* [SET PROBLEM]:
Quote the functorch forum thread below from "y.grad_fn = MyRelu" to "keep you updated!", keeping every word and mark unchanged.

* [GIVEN TEXT]:
==*==
Closed zou3519 closed 1 year ago
What’s going on in grad(grad(foo))(x):
foo(GradTensor(GradTensor(x)))
MyReLU.apply(GradTensor(GradTensor(x)))
> y = GradTensor(GradTensor(x)).clamp(min=0)
> > GradTensor(x).clamp(min=0)
> > > x.clamp(min=0)
y.grad_fn = MyRelu
The inner GradTensor doesn’t see the autograd.Function because it is not represented in the dispatcher :(
Here's a (public) writeup of what the problem is: https://docs.google.com/document/d/1sPRJyP_vkZEY3RbNBcy2hLmXxnvZlV7cB6_-uxyVMAE/edit?usp=sharing
Hi @zou3519, I was just wondering if there's been any update on adding custom autograd Function support to FuncTorch? Thank you! :)
Hi @zou3519, I was just wondering if there's been any update on adding custom autograd Function support to FuncTorch? Thank you! :)
We're still thinking about how it would look like. It probably won't happen in the next couple of weeks though :( but we'll keep you updated!
Currently functorch
gives the following error when it encounters autograd.Function
:
functorch functions (vmap, grad, vjp, etc.) currently do not support the use of autograd.Function. Please rewrite your function to not use autograd.Function while we work on fixing this
Are there any examples for how one can rewrite a function to not use autograd.Function
if we need to define a custom backward
/vjp
? This error is I believe from without any nesting and just from the use of functorch.vjp
.
@rejuvyesh the title was a bit misleading, it turns out autograd.Function can have silently incorrect behavior on all of our transforms.
Are there any examples for how one can rewrite a function to not use autograd.Function if we need to define a custom backward/vjp?
Not yet, but this is pretty top of mind for us
Just to confirm, does this mean that we can't use functorch to compute jacobians for anything that relies on a custom backward function? Pretty unfortunate considering the state of https://pytorch.org/docs/stable/generated/torch.autograd.functional.jacobian.html and how it points to functorch. Are there any updates on the horizon?
@hturki yes, that's unfortunately correct. This is still top of mind for us, but it is a bit difficult to implement. We've planned to implement it sometime in the next couple of months.
@hturki is there an example of a custom backward function you want to use with functorch?
==*==
Photo box annotations:
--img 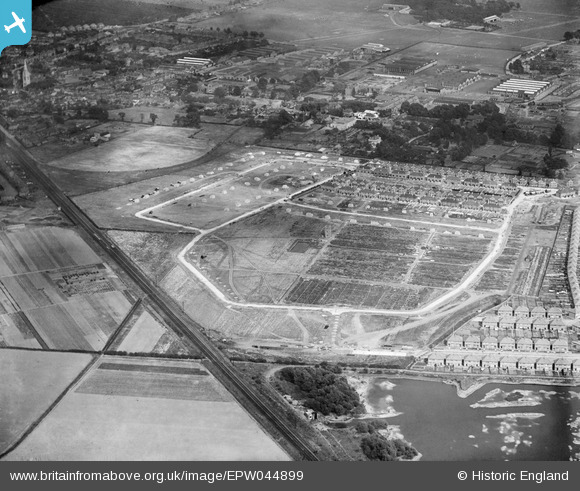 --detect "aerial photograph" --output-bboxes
[0,0,580,466]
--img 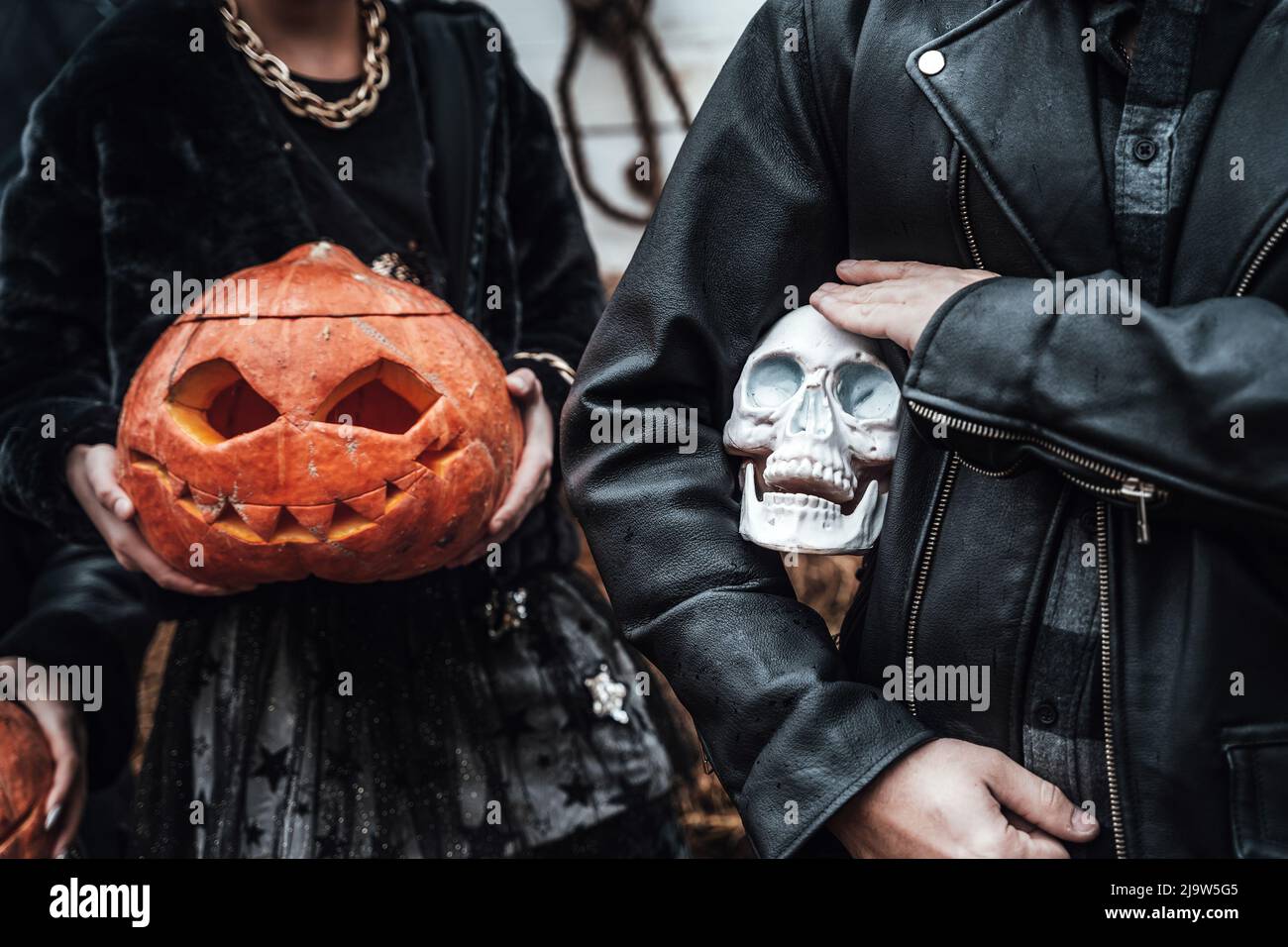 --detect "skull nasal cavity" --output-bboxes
[316,360,438,434]
[787,388,832,437]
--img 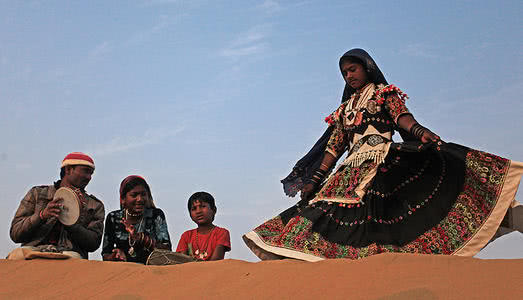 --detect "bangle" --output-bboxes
[410,123,428,139]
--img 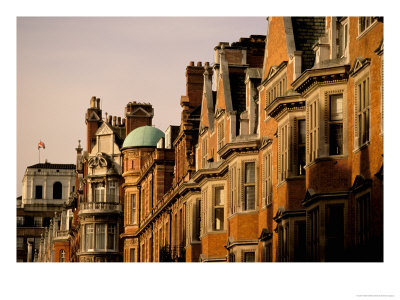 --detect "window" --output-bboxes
[60,250,65,262]
[33,217,43,227]
[243,251,256,262]
[296,120,306,175]
[53,181,62,199]
[85,224,94,251]
[354,77,370,148]
[107,224,116,250]
[214,187,225,230]
[96,224,106,249]
[278,124,290,181]
[131,194,137,224]
[201,137,208,168]
[265,73,286,106]
[356,193,371,246]
[218,120,225,150]
[309,207,320,261]
[243,162,256,210]
[35,237,40,251]
[129,248,135,262]
[17,216,24,226]
[94,183,105,202]
[329,94,343,155]
[358,17,374,34]
[307,100,319,162]
[337,18,349,58]
[265,152,272,205]
[17,236,24,250]
[194,199,201,241]
[35,185,43,199]
[107,181,119,203]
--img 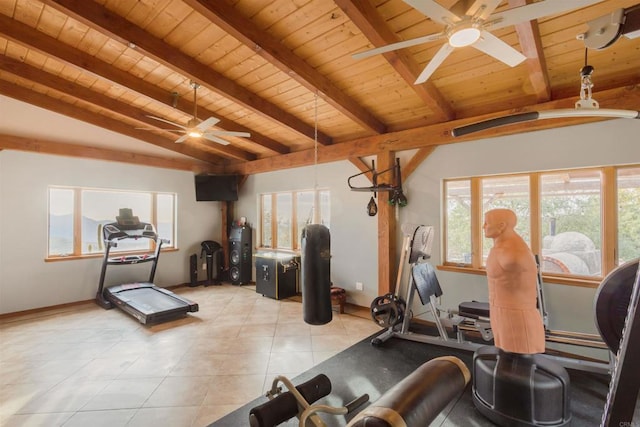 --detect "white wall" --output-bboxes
[0,103,640,362]
[400,119,640,357]
[235,161,378,307]
[0,150,220,313]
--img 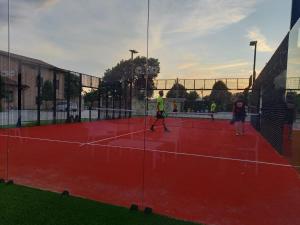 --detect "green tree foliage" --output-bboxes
==*==
* [RESPONSE TO THIS EXERCISE]:
y.grad_fn = MyRelu
The inner GradTensor doesn’t see the autograd.Function because it is not represented in the dispatcher :(
Here's a (public) writeup of what the problem is: https://docs.google.com/document/d/1sPRJyP_vkZEY3RbNBcy2hLmXxnvZlV7cB6_-uxyVMAE/edit?usp=sharing
Hi @zou3519, I was just wondering if there's been any update on adding custom autograd Function support to FuncTorch? Thank you! :)
Hi @zou3519, I was just wondering if there's been any update on adding custom autograd Function support to FuncTorch? Thank you! :)
We're still thinking about how it would look like. It probably won't happen in the next couple of weeks though :( but we'll keep you updated!